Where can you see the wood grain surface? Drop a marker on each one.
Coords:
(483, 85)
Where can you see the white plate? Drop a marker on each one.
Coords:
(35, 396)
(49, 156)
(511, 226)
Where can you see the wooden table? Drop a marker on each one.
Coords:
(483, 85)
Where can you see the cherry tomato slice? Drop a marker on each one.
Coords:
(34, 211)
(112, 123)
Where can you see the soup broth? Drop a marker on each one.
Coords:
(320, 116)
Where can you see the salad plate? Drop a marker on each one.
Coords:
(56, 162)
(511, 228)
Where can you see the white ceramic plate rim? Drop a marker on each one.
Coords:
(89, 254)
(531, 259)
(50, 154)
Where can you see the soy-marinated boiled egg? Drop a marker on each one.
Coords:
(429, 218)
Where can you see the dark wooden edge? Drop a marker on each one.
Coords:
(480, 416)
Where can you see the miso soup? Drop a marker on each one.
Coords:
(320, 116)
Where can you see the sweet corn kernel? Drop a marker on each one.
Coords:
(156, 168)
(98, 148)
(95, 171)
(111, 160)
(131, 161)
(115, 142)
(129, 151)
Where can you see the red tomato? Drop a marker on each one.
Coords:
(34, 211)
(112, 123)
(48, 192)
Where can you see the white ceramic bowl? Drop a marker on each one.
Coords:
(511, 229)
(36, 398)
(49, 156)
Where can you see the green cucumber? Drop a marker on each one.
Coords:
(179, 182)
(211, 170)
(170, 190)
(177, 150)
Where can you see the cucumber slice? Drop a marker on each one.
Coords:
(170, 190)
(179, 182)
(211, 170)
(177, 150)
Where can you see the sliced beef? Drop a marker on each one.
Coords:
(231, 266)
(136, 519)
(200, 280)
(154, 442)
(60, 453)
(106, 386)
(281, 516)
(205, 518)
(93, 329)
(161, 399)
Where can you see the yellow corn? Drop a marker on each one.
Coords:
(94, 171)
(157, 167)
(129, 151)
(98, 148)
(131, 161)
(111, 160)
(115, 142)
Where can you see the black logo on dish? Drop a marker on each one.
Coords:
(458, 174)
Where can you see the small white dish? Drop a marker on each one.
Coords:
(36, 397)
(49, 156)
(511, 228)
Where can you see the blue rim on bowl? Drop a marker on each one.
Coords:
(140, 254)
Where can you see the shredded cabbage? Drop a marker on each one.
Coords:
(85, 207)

Activity ▸ Check each line above for "cucumber" and return the ones that have it.

Written answer ▸
Where can you see the green cucumber? Drop a marker on each one.
Where can you see the cucumber slice? Drop a marker on each one.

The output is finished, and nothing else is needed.